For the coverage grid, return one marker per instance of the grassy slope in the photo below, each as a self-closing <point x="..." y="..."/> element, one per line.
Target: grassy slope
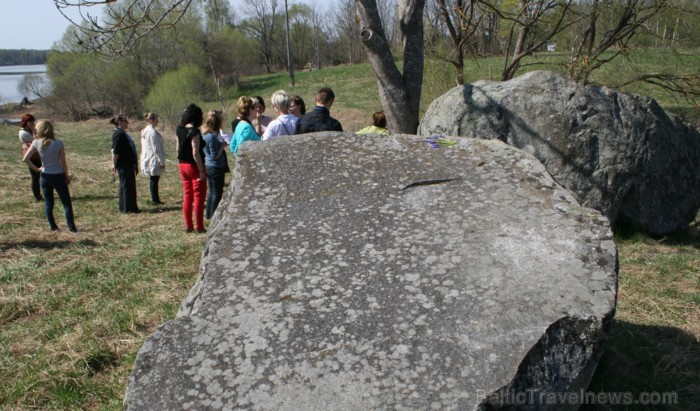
<point x="74" y="309"/>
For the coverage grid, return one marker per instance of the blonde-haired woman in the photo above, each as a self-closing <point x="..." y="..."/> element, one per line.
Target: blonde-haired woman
<point x="27" y="131"/>
<point x="53" y="172"/>
<point x="244" y="130"/>
<point x="152" y="155"/>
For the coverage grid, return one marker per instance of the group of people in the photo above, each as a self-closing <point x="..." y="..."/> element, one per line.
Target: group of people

Work instructions
Update the rows above by replacing every "coverage grid" with "annotation grid" and changing nothing else. Omit the pictures from the result.

Problem solution
For the annotation grid, return one marker per instance of the grassy slope in the photo below, each as a self-closing <point x="..." y="..."/> element, one per line.
Target: grassy slope
<point x="74" y="309"/>
For the annotation grid, return one marker per instance of the blonde-haired woman in the photo above, each as a self-closing <point x="..." y="..."/> element, one per line.
Target: blonde-haired woman
<point x="27" y="131"/>
<point x="53" y="172"/>
<point x="244" y="130"/>
<point x="152" y="155"/>
For the annotation grid, return one marker per instance of the group of people in the photo above, each as a self-closing <point x="..." y="..."/> element, one per line.
Target: group of people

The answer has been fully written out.